- _Problem requirements_: All entries must be returned precisely as they appear.

- _Records for this task_:
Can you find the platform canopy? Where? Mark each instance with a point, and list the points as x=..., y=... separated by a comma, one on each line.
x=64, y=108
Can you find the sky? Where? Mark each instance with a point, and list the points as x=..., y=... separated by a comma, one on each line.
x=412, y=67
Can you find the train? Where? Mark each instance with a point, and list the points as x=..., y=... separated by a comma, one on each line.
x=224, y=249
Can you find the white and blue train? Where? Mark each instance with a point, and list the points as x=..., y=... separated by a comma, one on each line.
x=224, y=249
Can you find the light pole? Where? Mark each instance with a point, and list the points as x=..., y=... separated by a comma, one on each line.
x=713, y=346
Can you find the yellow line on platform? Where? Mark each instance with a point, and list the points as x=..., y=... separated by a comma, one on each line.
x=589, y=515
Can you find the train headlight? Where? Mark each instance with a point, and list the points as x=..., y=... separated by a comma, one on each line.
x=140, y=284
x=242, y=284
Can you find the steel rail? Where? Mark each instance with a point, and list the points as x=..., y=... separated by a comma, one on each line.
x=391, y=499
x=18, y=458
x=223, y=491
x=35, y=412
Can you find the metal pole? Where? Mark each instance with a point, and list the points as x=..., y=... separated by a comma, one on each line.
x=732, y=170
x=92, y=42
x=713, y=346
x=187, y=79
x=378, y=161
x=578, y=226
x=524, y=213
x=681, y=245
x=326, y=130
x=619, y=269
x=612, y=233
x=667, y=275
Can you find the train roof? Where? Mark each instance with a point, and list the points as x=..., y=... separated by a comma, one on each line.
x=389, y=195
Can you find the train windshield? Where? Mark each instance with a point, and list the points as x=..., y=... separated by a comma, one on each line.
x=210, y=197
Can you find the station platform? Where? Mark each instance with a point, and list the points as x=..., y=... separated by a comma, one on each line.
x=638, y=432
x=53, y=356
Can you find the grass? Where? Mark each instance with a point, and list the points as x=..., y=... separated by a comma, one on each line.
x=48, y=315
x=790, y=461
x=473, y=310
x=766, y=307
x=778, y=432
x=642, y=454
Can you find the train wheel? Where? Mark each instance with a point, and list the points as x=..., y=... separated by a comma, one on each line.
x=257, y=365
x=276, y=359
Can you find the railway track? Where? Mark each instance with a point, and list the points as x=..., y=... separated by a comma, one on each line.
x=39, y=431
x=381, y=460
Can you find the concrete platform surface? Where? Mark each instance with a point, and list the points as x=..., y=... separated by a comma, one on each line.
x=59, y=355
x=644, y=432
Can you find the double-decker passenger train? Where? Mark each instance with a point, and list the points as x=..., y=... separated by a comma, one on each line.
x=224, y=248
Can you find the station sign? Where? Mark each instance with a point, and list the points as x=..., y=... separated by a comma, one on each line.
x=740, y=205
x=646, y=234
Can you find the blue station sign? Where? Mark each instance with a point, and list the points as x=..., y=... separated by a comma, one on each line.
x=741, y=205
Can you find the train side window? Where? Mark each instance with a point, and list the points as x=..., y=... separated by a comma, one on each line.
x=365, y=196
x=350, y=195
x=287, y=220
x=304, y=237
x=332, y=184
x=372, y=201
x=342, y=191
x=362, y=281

- _Response to this task_:
Can you find the platform canopy? Where? Mark each instance with a point, and list the points as x=..., y=... separated by a comma, one on each line.
x=64, y=108
Can you find the sky? Where? Mark each instance with a point, and list the points as x=..., y=... separated by a comma, one on each line.
x=412, y=67
Can you find the train? Where? Mark each instance with a point, and list the points as x=..., y=... separated by a comma, one on each line.
x=224, y=249
Can you find the white and blue train? Where? Mark each instance with a point, and list the points as x=..., y=... separated by a comma, one on each line.
x=224, y=249
Can you find the light pole? Where? Mark each instance with a point, and list the points as x=..., y=... separated by a comma, one on each line.
x=713, y=346
Can you find the yellow line on platform? Where? Mark each instance with a point, and list the points as x=..., y=... separated by a comma, one on each line.
x=589, y=515
Can you find the train headlight? Where? Mark each instance with a point, and list the points as x=..., y=... separated by a comma, one on each line.
x=140, y=284
x=242, y=284
Can you find the steel rail? Where? Mark each instance with a point, and list the points as x=..., y=... separated by a comma, one on each line.
x=391, y=499
x=18, y=458
x=223, y=491
x=35, y=412
Can you find the metal pole? Where? Mark each instance with a point, and list the points as x=..., y=... separated by a comma, one on each line.
x=732, y=170
x=92, y=42
x=713, y=346
x=187, y=79
x=378, y=161
x=578, y=226
x=524, y=213
x=681, y=245
x=326, y=130
x=619, y=269
x=612, y=233
x=667, y=275
Can you find the train roof? Where? Mark each instance with a point, and list the points as x=..., y=... separated by a comma, one on each line.
x=389, y=195
Can you find the train windshield? Where? Mark each instance with a point, and list the points as x=..., y=... separated by a comma, one on each line.
x=210, y=197
Can you find the station platform? Where? Mark each instance with a point, and list the points as x=..., y=... separated by a comma, one on each line.
x=638, y=432
x=53, y=356
Can you find the grass? Where? Mark each instance with a point, and list the points as x=..., y=... separated by a comma, one on each line.
x=48, y=315
x=790, y=461
x=473, y=310
x=766, y=307
x=778, y=432
x=642, y=454
Can you find the train wheel? Where? Mark each instance with a point, and list the points as x=..., y=... separated by a comma, one on each line.
x=257, y=365
x=276, y=359
Can you find the railway track? Where? Mark each instance with a point, and list the points as x=..., y=... separated by a comma, one on each line.
x=39, y=431
x=381, y=460
Can you find the concrete platform surface? Where? Mark each instance with a point, and list the points as x=..., y=... separated by a comma, one on each line.
x=59, y=355
x=644, y=432
Can you find the double-decker passenger train? Where? Mark each instance with a point, and list the points as x=..., y=... separated by a comma, one on each line.
x=224, y=248
Can you find the station sign? Where? Mark each instance with a point, and list the points as x=..., y=... separated by a comma, one on each line.
x=740, y=205
x=646, y=234
Can you find the blue station sign? Where? Mark each instance with a point, and list the points as x=..., y=... separated by a comma, one on each line.
x=741, y=205
Can you find the train side window? Where? Mark each instance with a point, and list the points as x=..., y=... separated by a comma, one on each line.
x=365, y=196
x=350, y=195
x=287, y=220
x=304, y=237
x=332, y=184
x=372, y=201
x=342, y=191
x=362, y=281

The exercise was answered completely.